PROBLEM STATEMENT: Copy each of the entries below word for word, changing nothing.

DATA TO PROCESS:
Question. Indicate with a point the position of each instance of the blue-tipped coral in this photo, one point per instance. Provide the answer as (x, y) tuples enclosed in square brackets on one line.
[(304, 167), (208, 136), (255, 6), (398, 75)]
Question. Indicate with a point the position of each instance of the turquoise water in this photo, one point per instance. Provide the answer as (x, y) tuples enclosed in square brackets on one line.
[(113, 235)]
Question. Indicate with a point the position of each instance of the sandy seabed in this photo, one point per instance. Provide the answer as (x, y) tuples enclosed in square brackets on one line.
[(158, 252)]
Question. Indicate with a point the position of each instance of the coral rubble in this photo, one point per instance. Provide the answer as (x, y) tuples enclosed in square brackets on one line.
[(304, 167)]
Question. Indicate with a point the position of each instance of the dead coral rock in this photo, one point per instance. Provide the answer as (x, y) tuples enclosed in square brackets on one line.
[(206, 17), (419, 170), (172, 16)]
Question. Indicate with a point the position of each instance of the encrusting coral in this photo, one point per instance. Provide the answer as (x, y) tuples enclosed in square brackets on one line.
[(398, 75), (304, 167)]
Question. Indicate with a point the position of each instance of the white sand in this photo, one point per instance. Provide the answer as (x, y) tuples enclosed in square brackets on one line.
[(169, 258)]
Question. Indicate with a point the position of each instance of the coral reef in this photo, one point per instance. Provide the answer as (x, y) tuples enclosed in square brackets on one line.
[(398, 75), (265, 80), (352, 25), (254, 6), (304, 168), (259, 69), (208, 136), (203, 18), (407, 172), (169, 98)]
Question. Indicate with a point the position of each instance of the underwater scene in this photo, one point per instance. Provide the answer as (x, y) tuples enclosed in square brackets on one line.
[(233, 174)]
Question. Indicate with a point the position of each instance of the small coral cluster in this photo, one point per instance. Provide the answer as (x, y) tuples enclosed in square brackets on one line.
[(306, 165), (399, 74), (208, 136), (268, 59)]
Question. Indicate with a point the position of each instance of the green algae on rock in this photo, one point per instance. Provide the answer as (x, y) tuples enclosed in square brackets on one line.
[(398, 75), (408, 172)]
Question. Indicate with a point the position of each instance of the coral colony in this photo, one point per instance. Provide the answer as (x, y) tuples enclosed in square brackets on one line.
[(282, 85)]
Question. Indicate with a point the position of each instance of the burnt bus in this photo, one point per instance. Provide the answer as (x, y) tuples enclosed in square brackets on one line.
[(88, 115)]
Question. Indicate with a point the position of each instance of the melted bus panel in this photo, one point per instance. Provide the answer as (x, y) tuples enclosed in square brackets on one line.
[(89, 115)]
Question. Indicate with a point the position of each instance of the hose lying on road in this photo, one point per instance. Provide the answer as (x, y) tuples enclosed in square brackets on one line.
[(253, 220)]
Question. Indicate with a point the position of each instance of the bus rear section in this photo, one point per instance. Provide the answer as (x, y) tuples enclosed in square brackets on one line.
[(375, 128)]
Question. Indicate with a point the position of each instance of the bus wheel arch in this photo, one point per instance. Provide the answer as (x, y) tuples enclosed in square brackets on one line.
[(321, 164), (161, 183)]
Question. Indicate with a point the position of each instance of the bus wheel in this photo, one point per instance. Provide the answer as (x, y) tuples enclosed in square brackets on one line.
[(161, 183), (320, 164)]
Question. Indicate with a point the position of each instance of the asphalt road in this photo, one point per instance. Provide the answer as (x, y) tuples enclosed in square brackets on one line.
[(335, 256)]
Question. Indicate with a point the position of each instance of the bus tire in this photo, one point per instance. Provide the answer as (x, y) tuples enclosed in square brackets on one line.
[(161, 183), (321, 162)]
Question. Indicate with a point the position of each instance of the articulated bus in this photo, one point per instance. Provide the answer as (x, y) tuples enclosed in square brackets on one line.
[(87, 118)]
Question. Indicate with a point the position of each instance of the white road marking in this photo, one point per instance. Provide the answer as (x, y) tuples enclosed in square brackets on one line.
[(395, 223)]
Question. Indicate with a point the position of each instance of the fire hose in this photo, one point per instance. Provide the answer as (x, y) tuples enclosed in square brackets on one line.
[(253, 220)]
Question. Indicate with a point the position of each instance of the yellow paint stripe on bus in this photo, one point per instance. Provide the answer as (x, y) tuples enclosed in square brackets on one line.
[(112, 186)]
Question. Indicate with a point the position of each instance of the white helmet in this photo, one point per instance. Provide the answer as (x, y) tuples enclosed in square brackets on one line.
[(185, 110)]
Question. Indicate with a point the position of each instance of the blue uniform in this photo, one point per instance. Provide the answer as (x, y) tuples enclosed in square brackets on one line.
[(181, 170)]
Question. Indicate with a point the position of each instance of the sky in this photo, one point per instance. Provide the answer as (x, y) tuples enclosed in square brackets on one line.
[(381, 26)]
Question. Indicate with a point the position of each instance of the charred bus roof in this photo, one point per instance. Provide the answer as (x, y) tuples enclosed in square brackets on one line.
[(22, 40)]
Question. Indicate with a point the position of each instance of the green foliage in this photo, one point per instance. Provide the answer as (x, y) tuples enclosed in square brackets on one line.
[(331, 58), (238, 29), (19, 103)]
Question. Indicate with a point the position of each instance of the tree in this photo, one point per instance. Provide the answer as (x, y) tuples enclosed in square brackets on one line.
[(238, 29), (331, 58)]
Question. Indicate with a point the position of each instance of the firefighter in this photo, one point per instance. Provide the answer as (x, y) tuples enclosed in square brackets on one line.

REPLY:
Question. Indicate with a point the position of each instance of the blue-tipped coral in this photo, one point per instance. Provide the answer as (x, y) tuples enclosed in square brackets on one line.
[(304, 167), (208, 136), (255, 6), (398, 75)]
Question. Indicate with a point the position of each instance of the turquoise water in this photo, one point per instance. Provide the answer as (x, y) tuples enclosed in square brackets on one line.
[(113, 235)]
Question. Indicate with a point the position of each instance of the sandy seabed in this photo, one point per instance. Provide the answer as (x, y) tuples enclosed in square brackets on one line.
[(158, 252)]
Question. Indicate with a point the position of each instance of the coral rubble in this photo, one point per instance. Provide the answer as (x, y) tuples enclosed in square brackets on one line.
[(304, 167)]
Question. Indicate with a point the position of each instance of the dead coral rock in this photo, one point per instance. Provide the answer as (x, y) tuples enclosed in square brackets on one line.
[(206, 17), (419, 170), (172, 16)]
Question. Indicate with a point the position of each instance of the encrusting coral in this photo, one point per instance. Provide the answer as (x, y) tuples enclosed in square brackets on one line.
[(398, 75), (304, 167)]
Question. Indicate with a point the position of each instance of the white sand in this photo, one point per instance. Provide the answer as (x, y) tuples enclosed in square brackets on one line.
[(169, 258)]
Question. Indicate with a point the position of each instance of the coral reef in this photo, one point per instance. Provide the answer as (x, y) tuples enclosed in square brackets on one line.
[(398, 75), (265, 80), (352, 25), (254, 6), (304, 168), (259, 69), (208, 136), (203, 18), (407, 172), (169, 98)]
Question. Indicate with a point the position of each instance of the underwater scene in this photo, one point per instance. Provide the answer as (x, y) tuples enclosed in square brackets on one line.
[(233, 174)]
Question. Indicate with a point the position of each instance of the small coral cluster in this photo, one point per instance. Provide the answer as (x, y) tuples enclosed in square brackets on one line.
[(306, 165), (399, 74), (208, 136), (268, 59)]
Question. Indicate with a point the position of each instance of the green algae on rock in this photo, one point per instance. Provide the answer as (x, y) tuples enclosed in square brackets on one line.
[(398, 75), (408, 172)]
Question. Indicate with a point the position of each instance of the coral colony in this photo, one point per instance. Provide the answer as (x, y) tuples enclosed in square brackets on one line.
[(282, 85)]
Question. Indicate with a point the position of each instance of the burnt bus in this photo, one point per instance. Provide the answer as (x, y) tuples enclosed in square brackets on one line.
[(88, 115)]
Question. Indicate with a point the position of each instance of the melted bus panel in this photo, one point per instance. Provide the answer as (x, y) tuples enclosed in square brackets on one line.
[(89, 115)]
Question. Indicate with a point the position of each instance of the hose lying on road in this photo, one point per instance. Provide the answer as (x, y) tuples enclosed in square brackets on one line.
[(253, 220)]
Question. Indicate with a point the position of each instance of the bus rear section in this photo, one point per instance. Provide the answer as (x, y) tuples enclosed in square brackets on one line.
[(375, 128)]
Question. Indicate with a point the position of each instance of the bus wheel arch in this photo, one point per instance. Provide the answer as (x, y) tuples enclosed in square brackets on one line.
[(321, 164), (161, 183)]
Question. Indicate with a point the position of each instance of the bus wheel in this photo, one point per instance. Provide the answer as (x, y) tuples enclosed in square brackets on one line.
[(161, 183), (320, 164)]
Question. Indicate with a point the position of each instance of the asphalt road in this photo, one point per instance. Provide the answer as (x, y) tuples enclosed in square brackets on one line.
[(335, 256)]
Question. Indicate with a point the position of each instance of the bus tire in this photo, one point per instance. Provide the answer as (x, y) tuples enclosed in square brackets on one line.
[(161, 183), (321, 162)]
Question. Indicate with a point the position of each instance of the articulated bus in this photo, one point per instance. Provide the answer as (x, y) tuples enclosed in square brackets on one line.
[(87, 118)]
Question. Indicate with a point the position of each instance of the white road marking in this photo, one point per instance. Provide the answer as (x, y) tuples enclosed in square brackets on one line.
[(395, 223)]
Question. Indicate with a point the position of each instance of the fire hose in this photo, one point per instance. Provide the answer as (x, y) tuples enclosed in square brackets on one line.
[(253, 220)]
Question. Indicate with a point the position of each instance of the yellow paint stripe on bus in this photo, one point per instance. Provide the answer as (x, y) tuples enclosed in square brackets on one line.
[(112, 186)]
Question. Indicate with a point the position of each instance of the white helmet in this photo, one point per instance. Provide the answer as (x, y) tuples enclosed in square brackets on one line.
[(185, 110)]
Question. Indicate with a point the position of each instance of the blue uniform in this photo, one point per instance. Provide the answer as (x, y) tuples enclosed in square brackets on one line.
[(181, 170)]
Question. Indicate with a point the position of each instance of the sky in this photo, one point per instance. Provide the answer as (x, y) tuples enclosed in square brackets on one line.
[(381, 26)]
Question. Indicate with a point the position of each instance of the charred bus roof in this photo, one point per instance. Provide the answer as (x, y) tuples enclosed in square brackets on one line.
[(22, 40)]
Question. Indicate with a point the position of each instance of the green foliage in this photo, one point per instance. Provide the answer as (x, y) tuples enclosed in square brackets on one line.
[(331, 58), (238, 29), (19, 103)]
Question. Indicate with a point the position of each instance of the tree in this photo, one point per instance. Provide the answer as (x, y) tuples enclosed in square brackets on one line.
[(238, 29), (331, 58)]
Question. Indicate with a point the position of each instance of the firefighter in this photo, one point per instance. Provide the answer as (x, y) tuples enclosed in square brackets on one line.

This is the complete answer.